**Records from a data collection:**
[START]
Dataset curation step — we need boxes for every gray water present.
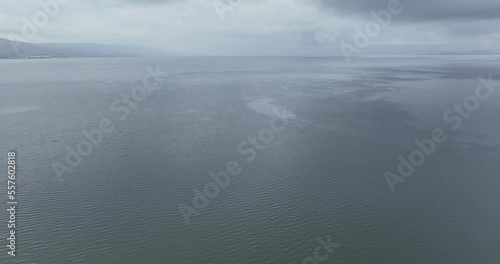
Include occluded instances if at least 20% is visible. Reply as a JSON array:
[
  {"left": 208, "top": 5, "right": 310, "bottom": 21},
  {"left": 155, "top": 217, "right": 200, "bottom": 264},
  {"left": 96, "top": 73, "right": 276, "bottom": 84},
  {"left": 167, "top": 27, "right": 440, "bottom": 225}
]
[{"left": 0, "top": 56, "right": 500, "bottom": 264}]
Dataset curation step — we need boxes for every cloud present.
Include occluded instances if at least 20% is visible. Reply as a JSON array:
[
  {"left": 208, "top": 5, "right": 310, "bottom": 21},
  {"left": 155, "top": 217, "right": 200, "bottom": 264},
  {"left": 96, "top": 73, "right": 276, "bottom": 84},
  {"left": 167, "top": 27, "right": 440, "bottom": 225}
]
[END]
**Given request:** Reproduce every line of the material above, requests included, and increase each bounding-box coordinate in the answers by 55. Leave the numbers in the requests and their sample JSON arrays unchanged, and omit the pictures.

**The output:**
Dataset curation step — we need boxes for every gray water present.
Include occluded instances if at least 20% is visible. Reply as a JSON array:
[
  {"left": 208, "top": 5, "right": 310, "bottom": 21},
  {"left": 155, "top": 217, "right": 200, "bottom": 264},
  {"left": 96, "top": 73, "right": 276, "bottom": 84},
  {"left": 167, "top": 27, "right": 440, "bottom": 225}
]
[{"left": 55, "top": 111, "right": 555, "bottom": 319}]
Dataset curation step — we need boxes for every cloud present.
Include occluded instances if at least 20% is visible. Reply as a JSON array:
[
  {"left": 208, "top": 5, "right": 310, "bottom": 21},
  {"left": 155, "top": 217, "right": 200, "bottom": 264},
  {"left": 96, "top": 73, "right": 276, "bottom": 84},
  {"left": 167, "top": 27, "right": 440, "bottom": 225}
]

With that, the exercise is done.